▸ Set task
Switch "Mark" to "Label" throughout the entries below, and give every line back with nothing else changed.
──────── Provided entries ────────
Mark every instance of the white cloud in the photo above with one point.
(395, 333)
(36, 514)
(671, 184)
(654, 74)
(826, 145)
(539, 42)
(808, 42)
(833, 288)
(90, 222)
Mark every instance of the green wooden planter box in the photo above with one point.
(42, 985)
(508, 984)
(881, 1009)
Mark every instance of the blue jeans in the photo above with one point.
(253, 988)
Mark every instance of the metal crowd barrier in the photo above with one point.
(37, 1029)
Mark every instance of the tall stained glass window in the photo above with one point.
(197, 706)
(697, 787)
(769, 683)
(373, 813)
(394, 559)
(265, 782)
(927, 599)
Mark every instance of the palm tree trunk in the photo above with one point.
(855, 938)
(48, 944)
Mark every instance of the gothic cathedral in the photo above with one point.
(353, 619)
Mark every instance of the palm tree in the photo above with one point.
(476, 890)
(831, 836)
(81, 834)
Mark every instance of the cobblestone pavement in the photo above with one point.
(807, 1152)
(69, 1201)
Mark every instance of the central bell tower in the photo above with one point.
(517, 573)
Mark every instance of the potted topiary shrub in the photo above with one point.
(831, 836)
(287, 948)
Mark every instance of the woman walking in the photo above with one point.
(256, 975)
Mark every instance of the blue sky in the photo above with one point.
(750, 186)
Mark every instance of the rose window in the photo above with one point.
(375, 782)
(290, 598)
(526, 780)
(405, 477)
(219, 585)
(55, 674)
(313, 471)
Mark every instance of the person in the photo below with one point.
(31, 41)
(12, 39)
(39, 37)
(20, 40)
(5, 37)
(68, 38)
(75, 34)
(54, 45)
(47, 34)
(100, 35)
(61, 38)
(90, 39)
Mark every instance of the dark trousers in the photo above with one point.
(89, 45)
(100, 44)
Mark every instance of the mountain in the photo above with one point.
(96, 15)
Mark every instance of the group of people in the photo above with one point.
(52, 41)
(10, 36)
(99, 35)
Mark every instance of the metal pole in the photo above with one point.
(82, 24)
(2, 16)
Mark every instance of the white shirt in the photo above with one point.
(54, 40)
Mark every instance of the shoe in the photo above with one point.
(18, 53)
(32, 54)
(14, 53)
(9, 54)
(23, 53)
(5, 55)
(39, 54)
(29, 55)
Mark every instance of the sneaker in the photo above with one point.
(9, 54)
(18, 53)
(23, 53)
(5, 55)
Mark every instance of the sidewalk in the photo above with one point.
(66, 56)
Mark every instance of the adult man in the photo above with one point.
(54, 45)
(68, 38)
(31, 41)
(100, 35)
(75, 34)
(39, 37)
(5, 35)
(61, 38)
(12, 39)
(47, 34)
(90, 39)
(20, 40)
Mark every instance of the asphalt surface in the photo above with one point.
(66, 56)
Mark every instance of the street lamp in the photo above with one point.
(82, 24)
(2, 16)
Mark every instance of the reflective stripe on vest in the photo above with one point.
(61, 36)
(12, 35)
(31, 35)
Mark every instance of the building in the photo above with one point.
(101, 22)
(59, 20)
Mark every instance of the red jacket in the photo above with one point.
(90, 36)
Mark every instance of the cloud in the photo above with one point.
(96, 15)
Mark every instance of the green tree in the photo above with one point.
────────
▸ Completed exercise
Label every instance of the white cloud in the photo above with one point.
(395, 333)
(36, 514)
(671, 184)
(654, 74)
(826, 145)
(539, 42)
(808, 42)
(833, 288)
(90, 222)
Label every instance of the green wooden planter box in the photo above with one point.
(42, 985)
(508, 984)
(881, 1009)
Label every instance of the blue jeans in the photo above with one point.
(253, 988)
Label every instance of the metal crowd barrier in the photo above with one point.
(37, 1029)
Label every instance of the tall stained glass window in the photo above with one point.
(197, 706)
(697, 787)
(769, 683)
(373, 813)
(394, 559)
(265, 782)
(927, 599)
Label every instance of the palm tree trunk in the photo above with one point.
(855, 938)
(48, 944)
Label every instance of the gothic cathedral in the photo above with one point.
(353, 619)
Label every instance of the palm tree in the photo above with one point.
(476, 890)
(831, 836)
(81, 834)
Label every instance of the cobblestone pavement in the photo above with one point.
(807, 1152)
(69, 1201)
Label every instance of the central bell tower in the photo above with one point.
(517, 573)
Label every instance of the potted topiary shrub in the photo above with one point.
(831, 836)
(287, 948)
Label every instance of the woman walking in the photo above with one point.
(256, 975)
Label every instance of the blue sky in the photo above with one point.
(750, 186)
Label every instance of the rose window in the photo above with one point.
(375, 782)
(290, 598)
(526, 780)
(405, 477)
(219, 585)
(55, 674)
(313, 471)
Label every instance of the person in the photo below with one point.
(31, 41)
(12, 39)
(39, 37)
(20, 40)
(5, 37)
(68, 38)
(75, 34)
(54, 45)
(47, 34)
(100, 35)
(61, 38)
(90, 39)
Label every instance of the dark trousers in the photo above with one point.
(89, 45)
(100, 44)
Label every instance of the mountain in the photo above with one point.
(96, 15)
Label every instance of the group of people in the photo above with one point.
(52, 41)
(10, 36)
(99, 35)
Label every instance of the metal pole in the photo above with one point.
(82, 24)
(2, 16)
Label every instance of the white shirt in the photo above with one point.
(54, 40)
Label every instance of the shoe in the photo above with one point.
(18, 53)
(32, 54)
(14, 53)
(9, 54)
(23, 53)
(5, 55)
(39, 54)
(29, 55)
Label every instance of the sneaker in the photo above with one point.
(9, 54)
(18, 53)
(23, 53)
(5, 55)
Label every instance of the sidewalk in the photo above with one point.
(66, 56)
Label every instance of the adult man in the photo above with one point.
(54, 45)
(68, 38)
(31, 41)
(100, 35)
(75, 34)
(39, 37)
(5, 35)
(61, 38)
(12, 39)
(47, 34)
(90, 39)
(20, 40)
Label every instance of the asphalt surface in the photo above with one point.
(66, 56)
Label every instance of the street lamp in the photo above with one point.
(82, 24)
(2, 16)
Label every instance of the reflective stripe on vest in the photo above with one point.
(61, 36)
(12, 35)
(31, 35)
Label every instance of the building in the photo above with one point.
(101, 22)
(59, 20)
Label every instance of the red jacket in the photo above with one point.
(90, 36)
Label every instance of the cloud in the photo above with one point.
(96, 15)
Label every instance of the green tree in the photo above with one point.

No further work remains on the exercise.